## PASSAGE FOR REVIEW
· · · · · · ·

September 19, 2002 -- I hate to put it in such a cliched way, but this really sums things up: it's another good news/bad news sort of day at the World Equestrian Games.

All of the Americans are so excited that Peter Wylde is number one in the individual standings with Fein Cera. Remember, I predicted he'd be in the final four (I'm going to keep saying this, because I'm so proud of realizing how well he'd do here, though admittedly, the final four isn't until Sunday and a lot could happen before then.)

The sad part is that he's the only American in the list of the top 25 riders who go again on Saturday, and that should give you a hint about the REALLY bad news. After making a strong bid for the bronze medal, the U.S. faded to sixth in the team standings.

Four French men on four French-bred stallions won the gold. Interestingly, Gilles Bertran de Balanda was on the team, just as he was in 1982 when I covered the World Show Jumping Championships in Dublin. It was my first European outing, and I remember well how beautifully the French rode then. They're still do it the same, lovely classical way, coming in with 13.22 penalties.

Sweden, a surprise to me, was second on 21.02 penalties. I didn't tip them for a medal because they had lost their best combination, Rolf-Goran Bengtsson and Pialotta, when the mare was sold to an Austrian. But they had enough depth to make that up, and Belgium was third on 22.68.

Royne Zetterman, a member of the Swedish team, said the loss of Pialotta was considered to be very serious.
"We were written off by the press at home as having no chance. But I had a feeling. And the last three times I've had this feeling, I won gold, so silver isn't so bad."

· · · · · · ·

## COMPLETE THE FOLLOWING
[1] Copy the show-jumping report above from "Sweden, a surprise" to "be very serious.".
[2] Extend the report on the World Equestrian Games, picking up after its final sentence.

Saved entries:

· · · · · · ·

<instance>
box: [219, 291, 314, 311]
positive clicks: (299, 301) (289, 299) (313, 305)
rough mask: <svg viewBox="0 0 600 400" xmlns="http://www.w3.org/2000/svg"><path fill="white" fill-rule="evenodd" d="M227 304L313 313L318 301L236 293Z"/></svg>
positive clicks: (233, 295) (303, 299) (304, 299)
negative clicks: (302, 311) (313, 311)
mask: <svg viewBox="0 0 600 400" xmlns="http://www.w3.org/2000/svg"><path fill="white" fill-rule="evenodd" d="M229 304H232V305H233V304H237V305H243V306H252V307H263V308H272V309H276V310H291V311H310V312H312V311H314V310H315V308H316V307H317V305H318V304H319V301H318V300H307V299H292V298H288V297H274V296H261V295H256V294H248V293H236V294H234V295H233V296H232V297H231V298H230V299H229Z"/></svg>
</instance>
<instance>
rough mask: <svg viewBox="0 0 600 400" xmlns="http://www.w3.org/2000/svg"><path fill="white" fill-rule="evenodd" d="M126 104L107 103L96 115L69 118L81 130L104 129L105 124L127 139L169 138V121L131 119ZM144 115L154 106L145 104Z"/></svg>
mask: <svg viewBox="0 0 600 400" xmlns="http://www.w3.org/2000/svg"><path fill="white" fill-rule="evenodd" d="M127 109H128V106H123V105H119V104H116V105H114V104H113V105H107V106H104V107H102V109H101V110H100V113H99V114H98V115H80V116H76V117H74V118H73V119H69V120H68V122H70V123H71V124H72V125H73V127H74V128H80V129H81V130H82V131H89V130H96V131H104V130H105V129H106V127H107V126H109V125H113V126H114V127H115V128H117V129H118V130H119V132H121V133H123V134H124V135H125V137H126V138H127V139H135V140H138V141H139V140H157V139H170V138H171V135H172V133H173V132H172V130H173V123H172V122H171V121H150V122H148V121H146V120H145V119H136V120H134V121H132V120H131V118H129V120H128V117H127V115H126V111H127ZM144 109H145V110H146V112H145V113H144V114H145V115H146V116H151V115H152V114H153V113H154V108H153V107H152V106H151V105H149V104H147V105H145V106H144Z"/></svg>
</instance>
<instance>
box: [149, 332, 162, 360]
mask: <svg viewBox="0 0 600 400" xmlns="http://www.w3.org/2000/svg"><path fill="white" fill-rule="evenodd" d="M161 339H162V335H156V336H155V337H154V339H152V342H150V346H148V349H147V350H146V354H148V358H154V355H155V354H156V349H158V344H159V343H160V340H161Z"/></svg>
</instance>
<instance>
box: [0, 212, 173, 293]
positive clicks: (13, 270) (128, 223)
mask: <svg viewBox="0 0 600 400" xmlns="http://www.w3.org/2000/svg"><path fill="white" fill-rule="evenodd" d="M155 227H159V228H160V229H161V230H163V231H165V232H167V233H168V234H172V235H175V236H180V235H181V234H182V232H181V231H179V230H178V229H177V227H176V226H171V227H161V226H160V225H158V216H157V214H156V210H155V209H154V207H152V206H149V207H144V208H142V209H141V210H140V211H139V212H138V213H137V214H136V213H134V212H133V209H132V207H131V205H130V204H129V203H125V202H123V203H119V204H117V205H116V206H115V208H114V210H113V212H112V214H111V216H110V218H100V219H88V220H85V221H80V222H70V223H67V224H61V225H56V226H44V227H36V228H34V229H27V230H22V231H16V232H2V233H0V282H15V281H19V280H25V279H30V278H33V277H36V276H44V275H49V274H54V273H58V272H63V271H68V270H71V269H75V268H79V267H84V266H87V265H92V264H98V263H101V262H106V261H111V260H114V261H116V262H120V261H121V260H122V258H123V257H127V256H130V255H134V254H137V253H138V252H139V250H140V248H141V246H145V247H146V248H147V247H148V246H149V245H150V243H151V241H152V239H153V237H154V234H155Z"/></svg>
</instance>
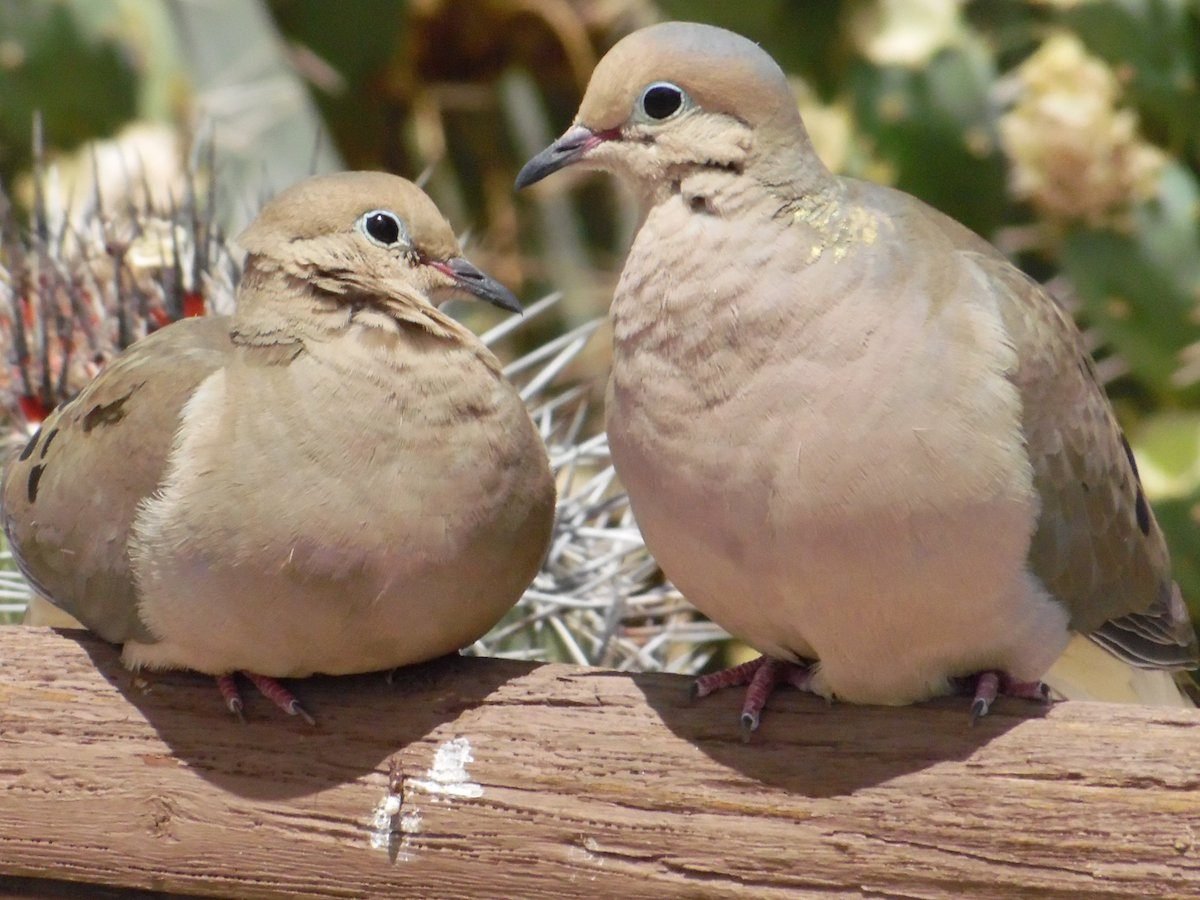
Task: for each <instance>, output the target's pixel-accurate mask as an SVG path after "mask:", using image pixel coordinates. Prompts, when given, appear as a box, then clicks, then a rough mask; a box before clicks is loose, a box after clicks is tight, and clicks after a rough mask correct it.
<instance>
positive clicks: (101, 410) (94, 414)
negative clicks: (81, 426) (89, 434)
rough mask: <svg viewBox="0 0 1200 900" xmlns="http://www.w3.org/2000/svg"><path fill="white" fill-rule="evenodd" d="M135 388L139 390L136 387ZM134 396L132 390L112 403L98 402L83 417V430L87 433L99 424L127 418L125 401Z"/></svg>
mask: <svg viewBox="0 0 1200 900" xmlns="http://www.w3.org/2000/svg"><path fill="white" fill-rule="evenodd" d="M134 390H137V389H136V388H134ZM132 396H133V391H132V390H131V391H130V392H128V394H126V395H125V396H124V397H118V398H116V400H114V401H113V402H112V403H98V404H97V406H94V407H92V408H91V409H89V410H88V414H86V415H85V416H84V418H83V431H84V433H85V434H86V433H88V432H89V431H91V430H92V428H95V427H96V426H97V425H116V422H119V421H121V419H124V418H125V403H126V402H127V401H128V398H130V397H132Z"/></svg>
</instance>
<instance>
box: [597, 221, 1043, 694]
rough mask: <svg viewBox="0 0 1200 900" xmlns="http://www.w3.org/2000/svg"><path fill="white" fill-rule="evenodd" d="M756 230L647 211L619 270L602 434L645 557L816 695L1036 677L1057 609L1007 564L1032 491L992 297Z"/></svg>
mask: <svg viewBox="0 0 1200 900" xmlns="http://www.w3.org/2000/svg"><path fill="white" fill-rule="evenodd" d="M737 228H738V229H742V228H745V222H744V220H743V221H739V223H738V226H737ZM758 229H760V235H761V238H762V240H761V241H760V242H757V244H755V245H754V246H752V247H749V248H748V247H746V245H745V241H744V240H742V238H743V236H744V235H739V234H737V233H734V228H733V226H732V224H730V223H727V222H724V221H722V220H720V218H719V217H714V216H694V215H684V214H683V209H682V206H680V205H679V204H677V203H672V202H668V203H667V204H664V205H662V206H660V208H656V209H655V210H653V211H652V212H650V214H649V216H648V217H647V220H646V223H644V226H643V228H642V230H641V233H640V234H638V236H637V239H636V240H635V244H634V247H632V250H631V253H630V258H629V262H628V263H626V266H625V270H624V274H623V276H622V282H620V286H619V288H618V292H617V296H616V299H614V302H613V320H614V358H613V376H612V382H611V385H610V403H608V434H610V442H611V445H612V452H613V460H614V462H616V464H617V469H618V473H619V475H620V478H622V480H623V481H624V484H625V486H626V487H628V490H629V492H630V497H631V502H632V506H634V511H635V514H636V516H637V521H638V524H640V526H641V528H642V530H643V533H644V535H646V540H647V544H648V546H649V548H650V551H652V552H653V553H654V554H655V557H656V558H658V560H659V562H660V564H661V565H662V568H664V571H665V572H666V574H667V576H668V577H670V578H672V580H673V581H674V582H676V584H677V586H678V587H679V588H680V589H682V590H683V593H684V595H685V596H688V598H689V599H690V600H691V601H692V602H695V604H696V606H697V607H700V608H701V610H702V611H703V612H706V613H708V614H709V616H710V617H712V618H713V619H715V620H716V622H718V623H720V624H722V625H724V626H725V628H727V629H728V630H731V631H732V632H734V634H736V635H738V636H740V637H743V638H744V640H746V641H748V642H749V643H751V644H752V646H754V647H756V648H757V649H758V650H761V652H764V653H768V654H772V655H776V656H782V658H794V656H810V658H811V656H817V658H820V659H821V672H820V676H818V678H817V684H816V686H817V689H818V690H821V691H823V692H832V694H836V695H839V696H841V697H845V698H847V700H854V701H859V702H883V703H898V702H911V701H913V700H919V698H923V697H928V696H930V695H931V694H936V692H942V691H944V690H946V689H947V683H946V679H947V676H953V674H967V673H971V672H976V671H980V670H984V668H992V667H996V668H1002V670H1006V671H1008V672H1010V673H1013V674H1014V676H1015V677H1021V676H1022V673H1027V674H1028V676H1030V677H1032V678H1036V677H1038V676H1039V674H1040V671H1042V668H1044V667H1045V666H1049V664H1050V661H1052V659H1054V656H1055V655H1056V654H1057V653H1058V650H1061V648H1062V646H1063V644H1064V643H1066V640H1067V635H1066V628H1064V625H1066V613H1064V611H1063V610H1062V607H1061V606H1060V605H1058V604H1056V602H1054V601H1052V600H1050V599H1049V596H1048V595H1046V594H1045V592H1044V590H1043V589H1042V587H1040V584H1038V582H1037V580H1036V578H1033V577H1032V576H1030V575H1028V574H1027V571H1026V563H1025V559H1026V556H1027V551H1028V544H1030V539H1031V535H1032V530H1033V524H1034V522H1036V516H1037V499H1036V494H1034V493H1033V488H1032V473H1031V468H1030V463H1028V460H1027V458H1026V456H1025V452H1024V448H1022V444H1021V440H1020V438H1019V434H1020V401H1019V397H1018V394H1016V390H1015V389H1014V386H1013V385H1012V383H1010V380H1009V378H1008V373H1009V372H1010V370H1012V367H1013V365H1014V358H1013V349H1012V347H1009V346H1008V344H1007V342H1006V341H1004V335H1003V332H1002V330H1001V328H1000V319H998V317H997V316H996V314H995V310H989V308H988V307H986V304H977V302H973V301H972V299H971V298H972V295H971V278H970V274H967V272H965V271H959V270H958V269H956V268H955V265H954V260H953V256H952V254H949V253H948V254H947V257H946V258H944V259H941V260H938V262H937V263H936V264H935V265H929V264H925V265H922V263H920V260H905V259H893V258H888V256H887V253H886V252H882V251H877V250H876V247H875V245H874V244H872V242H871V241H870V240H865V239H862V238H859V239H858V240H848V241H846V242H844V244H841V245H828V246H823V245H822V244H821V242H820V241H814V236H812V233H811V232H810V230H805V229H800V228H796V227H794V226H793V224H791V223H788V222H787V221H781V220H780V218H779V217H772V216H764V217H762V218H761V221H760V222H758ZM851 263H852V264H851ZM682 271H686V272H688V277H686V278H685V280H684V278H680V277H679V275H678V274H679V272H682ZM948 280H949V282H950V283H949V284H947V283H946V282H947V281H948ZM955 282H961V283H955ZM955 293H959V294H960V295H961V298H962V301H961V302H959V301H954V302H943V304H940V305H938V304H934V302H932V301H931V300H930V298H931V296H944V295H948V294H949V295H955ZM968 360H970V362H971V365H965V364H966V362H967V361H968ZM1031 632H1034V634H1037V635H1038V640H1028V638H1030V635H1031ZM997 635H1000V637H996V636H997ZM1048 635H1049V636H1050V637H1049V640H1046V636H1048ZM886 660H890V661H889V662H886V664H884V662H883V661H886ZM1039 667H1042V668H1039ZM1034 670H1037V671H1034Z"/></svg>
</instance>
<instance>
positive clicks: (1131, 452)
mask: <svg viewBox="0 0 1200 900" xmlns="http://www.w3.org/2000/svg"><path fill="white" fill-rule="evenodd" d="M1121 446H1123V448H1124V449H1126V458H1127V460H1129V468H1130V469H1133V476H1134V478H1135V479H1138V481H1139V484H1140V482H1141V475H1139V474H1138V461H1136V460H1135V458H1133V448H1130V446H1129V442H1128V440H1127V439H1126V436H1124V433H1123V432H1122V434H1121Z"/></svg>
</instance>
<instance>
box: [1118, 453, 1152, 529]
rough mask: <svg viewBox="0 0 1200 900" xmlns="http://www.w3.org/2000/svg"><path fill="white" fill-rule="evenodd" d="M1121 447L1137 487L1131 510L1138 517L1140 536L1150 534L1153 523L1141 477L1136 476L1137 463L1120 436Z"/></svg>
mask: <svg viewBox="0 0 1200 900" xmlns="http://www.w3.org/2000/svg"><path fill="white" fill-rule="evenodd" d="M1121 446H1123V448H1124V451H1126V458H1127V460H1129V468H1130V469H1133V480H1134V484H1135V485H1136V486H1138V493H1136V494H1135V496H1134V502H1133V509H1134V514H1135V515H1136V516H1138V530H1140V532H1141V533H1142V534H1150V523H1151V522H1152V521H1153V518H1152V516H1151V515H1150V504H1148V503H1146V494H1145V492H1144V491H1142V490H1141V475H1139V474H1138V461H1136V460H1135V458H1134V456H1133V449H1132V448H1130V446H1129V442H1128V440H1127V439H1126V436H1124V434H1122V436H1121Z"/></svg>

· · · · · · ·

## RESULTS
[1]
Sweden, a surprise to me, was second on 21.02 penalties. I didn't tip them for a medal because they had lost their best combination, Rolf-Goran Bengtsson and Pialotta, when the mare was sold to an Austrian. But they had enough depth to make that up, and Belgium was third on 22.68.

Royne Zetterman, a member of the Swedish team, said the loss of Pialotta was considered to be very serious.

[2]
And the favored Germans? They had to settle for fourth and no medal, with the world's number one rider, Ludger Beerbaum, getting the drop score in the final round aboard Gladdys S.

There was no doubt that Peter was the real strength of the U.S. squad. He has not dislodged a rail since he's been here, though he felt his mare, Fein Cera, was getting tired in the afternoon.

"She gave 150 percent today," said Peter, who's obviously in love with the bay mare. She might be sold soon to an American for a price of more than $1 million, though he wouldn't be more specific. But he's hoping that his performance here with her will find him someone who will buy her and keep him in the saddle.

"We haven't accepted any deposits," he explained.

Nicky Shahinian-Simpson had a traumatic first round. Her horse, El Campeon's Cirka Z, stopped at a fence made of delicate blue planks shaped like waves. I've never seen anything like it, and apparently, neither had Cirka Z. He went through the fence and hearing no buzzer, Nicky continued, going on to have a foot in the water and two knockdowns at a double.

But the wave incident should have been called as a refusal, and U.S. Chef d'Equipe Frank Chapot pressed home that point. Apparently, the judges tried to buzz, but the sound system was down. So Nicky got a re-do of the last part of the course. This time she only had a foot in the water, but her 17 penalties were the drop score.

Beezie Madden jumped clean on Judgement, and Leslie Howard had only one rail with Priobert de Kalvarie. America was standing third, and looking good. But that all changed in the second round. Peter was clean and Nicky had four, a good start. Then Beezie had three knockdowns and Leslie, two, ending America's hopes for a team medal.

"The funny thing about horses is that when it goes wrong, it really goes wrong," said Leslie with a resigned look. But she is encouraged by the fact that, "We have a chance to win the whole thing with Peter. I'm so thrilled for our country and him."

I asked Peter to comment on why we couldn't win that team medal.

"I believe we're at a disadvantage with the competitions provided to us in our country," said the former national equitation champion, who lives in Holland and keeps his horses in neighboring Belgium. "We compete in a different type of shows. It's like the difference between the Grand Slalom and Downhill (skiing) events. I had to come over here to get confidence with this type of format."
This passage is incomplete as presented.